> What you should do
Take the material below and output exactly the run of lines from the one containing "point(306, 111)" down to the one containing "point(145, 296)", with both included.

[[ Input records open ]]

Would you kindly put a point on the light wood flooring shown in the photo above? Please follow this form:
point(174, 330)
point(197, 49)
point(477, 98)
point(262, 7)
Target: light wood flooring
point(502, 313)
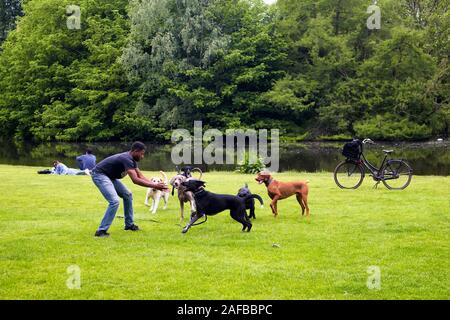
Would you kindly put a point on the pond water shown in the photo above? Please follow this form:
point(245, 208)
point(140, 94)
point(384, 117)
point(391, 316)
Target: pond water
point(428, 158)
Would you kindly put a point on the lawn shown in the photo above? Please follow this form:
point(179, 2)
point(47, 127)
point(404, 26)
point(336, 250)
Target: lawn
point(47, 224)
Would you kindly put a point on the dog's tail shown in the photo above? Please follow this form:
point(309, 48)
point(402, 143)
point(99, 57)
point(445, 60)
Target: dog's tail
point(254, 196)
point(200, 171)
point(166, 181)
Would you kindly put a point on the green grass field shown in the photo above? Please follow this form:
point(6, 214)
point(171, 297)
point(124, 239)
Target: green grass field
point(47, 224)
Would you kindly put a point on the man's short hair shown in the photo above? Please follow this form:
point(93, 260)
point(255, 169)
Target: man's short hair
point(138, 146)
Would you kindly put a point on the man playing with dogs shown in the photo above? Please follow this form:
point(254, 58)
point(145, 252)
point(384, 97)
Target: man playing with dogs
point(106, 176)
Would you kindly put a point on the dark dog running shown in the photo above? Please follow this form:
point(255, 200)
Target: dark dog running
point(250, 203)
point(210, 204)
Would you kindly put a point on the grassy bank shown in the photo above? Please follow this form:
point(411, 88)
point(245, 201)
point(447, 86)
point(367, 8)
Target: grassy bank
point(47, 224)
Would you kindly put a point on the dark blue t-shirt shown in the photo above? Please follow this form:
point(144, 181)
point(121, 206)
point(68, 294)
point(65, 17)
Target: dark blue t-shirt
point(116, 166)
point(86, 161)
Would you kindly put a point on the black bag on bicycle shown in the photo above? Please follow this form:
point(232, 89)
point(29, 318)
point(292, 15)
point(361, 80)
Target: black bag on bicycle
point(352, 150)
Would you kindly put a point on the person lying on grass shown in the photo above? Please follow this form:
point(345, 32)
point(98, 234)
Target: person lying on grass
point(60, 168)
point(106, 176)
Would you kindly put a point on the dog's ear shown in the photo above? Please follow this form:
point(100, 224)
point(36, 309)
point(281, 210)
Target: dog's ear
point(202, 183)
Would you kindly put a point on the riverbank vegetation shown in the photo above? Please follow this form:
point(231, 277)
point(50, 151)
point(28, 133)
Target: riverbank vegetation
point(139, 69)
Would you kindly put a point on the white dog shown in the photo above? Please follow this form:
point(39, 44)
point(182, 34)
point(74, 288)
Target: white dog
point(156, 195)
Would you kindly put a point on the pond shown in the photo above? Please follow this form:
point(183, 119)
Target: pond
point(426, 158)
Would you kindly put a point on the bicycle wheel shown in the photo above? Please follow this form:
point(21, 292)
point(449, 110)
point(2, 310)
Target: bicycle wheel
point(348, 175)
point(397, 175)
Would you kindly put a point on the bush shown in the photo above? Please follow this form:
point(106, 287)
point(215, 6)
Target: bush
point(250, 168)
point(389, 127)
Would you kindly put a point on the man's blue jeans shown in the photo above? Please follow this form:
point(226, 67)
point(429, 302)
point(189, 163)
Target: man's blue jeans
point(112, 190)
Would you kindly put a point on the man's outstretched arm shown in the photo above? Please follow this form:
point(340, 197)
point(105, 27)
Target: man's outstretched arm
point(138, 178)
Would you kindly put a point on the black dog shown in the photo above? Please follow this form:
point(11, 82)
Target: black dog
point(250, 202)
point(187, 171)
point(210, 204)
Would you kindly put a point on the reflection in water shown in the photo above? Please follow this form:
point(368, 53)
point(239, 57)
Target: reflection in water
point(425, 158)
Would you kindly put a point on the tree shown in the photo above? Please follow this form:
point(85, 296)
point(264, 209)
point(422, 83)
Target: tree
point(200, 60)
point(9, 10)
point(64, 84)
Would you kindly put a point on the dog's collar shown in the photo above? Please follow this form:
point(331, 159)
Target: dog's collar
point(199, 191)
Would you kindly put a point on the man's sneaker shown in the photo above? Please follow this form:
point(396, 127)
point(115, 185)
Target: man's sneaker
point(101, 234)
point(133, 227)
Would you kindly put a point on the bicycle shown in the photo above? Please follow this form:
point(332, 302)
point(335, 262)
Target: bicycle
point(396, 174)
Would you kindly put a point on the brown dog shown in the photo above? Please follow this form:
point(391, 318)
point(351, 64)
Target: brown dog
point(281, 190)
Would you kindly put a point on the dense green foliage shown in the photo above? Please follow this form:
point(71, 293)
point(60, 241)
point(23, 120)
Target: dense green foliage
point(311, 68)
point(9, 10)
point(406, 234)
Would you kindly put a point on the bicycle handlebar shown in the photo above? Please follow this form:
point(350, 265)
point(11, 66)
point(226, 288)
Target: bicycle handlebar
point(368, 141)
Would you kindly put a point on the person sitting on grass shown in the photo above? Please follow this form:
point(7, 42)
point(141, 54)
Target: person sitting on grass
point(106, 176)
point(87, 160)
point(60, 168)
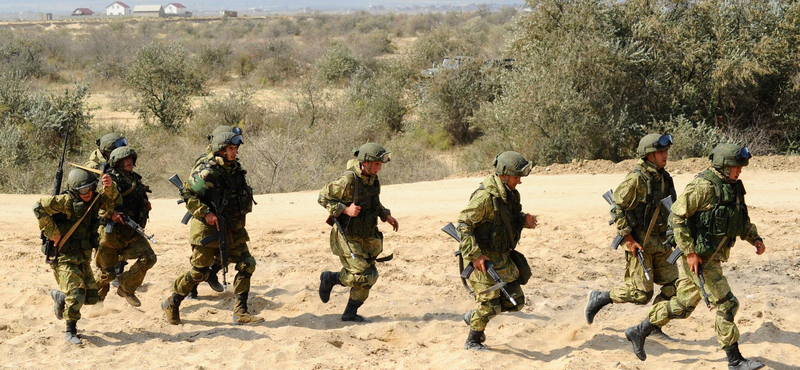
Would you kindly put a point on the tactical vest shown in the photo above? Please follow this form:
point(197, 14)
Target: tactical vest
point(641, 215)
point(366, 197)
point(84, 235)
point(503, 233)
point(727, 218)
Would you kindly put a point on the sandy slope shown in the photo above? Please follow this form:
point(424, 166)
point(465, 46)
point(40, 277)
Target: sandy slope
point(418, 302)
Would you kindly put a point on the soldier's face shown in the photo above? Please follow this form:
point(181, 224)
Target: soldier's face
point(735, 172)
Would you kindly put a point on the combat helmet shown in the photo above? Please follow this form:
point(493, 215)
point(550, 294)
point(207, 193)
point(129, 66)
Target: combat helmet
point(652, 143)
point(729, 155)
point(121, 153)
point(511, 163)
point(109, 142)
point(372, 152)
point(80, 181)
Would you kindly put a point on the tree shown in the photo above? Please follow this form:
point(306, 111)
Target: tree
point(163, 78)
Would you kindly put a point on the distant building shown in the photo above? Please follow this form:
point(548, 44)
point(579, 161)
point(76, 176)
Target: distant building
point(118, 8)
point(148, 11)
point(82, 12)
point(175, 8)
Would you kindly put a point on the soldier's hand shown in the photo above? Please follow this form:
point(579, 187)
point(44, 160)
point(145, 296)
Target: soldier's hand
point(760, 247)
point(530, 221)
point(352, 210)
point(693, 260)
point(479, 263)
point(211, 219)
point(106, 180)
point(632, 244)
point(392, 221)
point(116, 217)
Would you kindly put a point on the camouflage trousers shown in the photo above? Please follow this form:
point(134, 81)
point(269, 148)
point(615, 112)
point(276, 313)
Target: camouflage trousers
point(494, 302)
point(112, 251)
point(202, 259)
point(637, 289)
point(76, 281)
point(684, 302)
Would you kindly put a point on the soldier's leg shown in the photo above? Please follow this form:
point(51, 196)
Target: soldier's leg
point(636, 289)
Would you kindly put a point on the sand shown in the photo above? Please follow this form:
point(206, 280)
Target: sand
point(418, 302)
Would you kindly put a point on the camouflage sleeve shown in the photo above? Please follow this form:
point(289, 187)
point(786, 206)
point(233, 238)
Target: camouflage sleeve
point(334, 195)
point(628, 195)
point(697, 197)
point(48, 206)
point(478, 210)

[[ Input records closed ]]

> Task output
point(306, 111)
Target: tree
point(163, 78)
Would you kindly put a point on the distant building shown in the photo above? Please follow this form:
point(548, 44)
point(579, 161)
point(76, 176)
Target: distant building
point(118, 8)
point(148, 11)
point(82, 12)
point(175, 8)
Would you kindly put a point on the soldier's hand shown in the photo above? Please follow this form:
point(579, 187)
point(44, 160)
point(145, 296)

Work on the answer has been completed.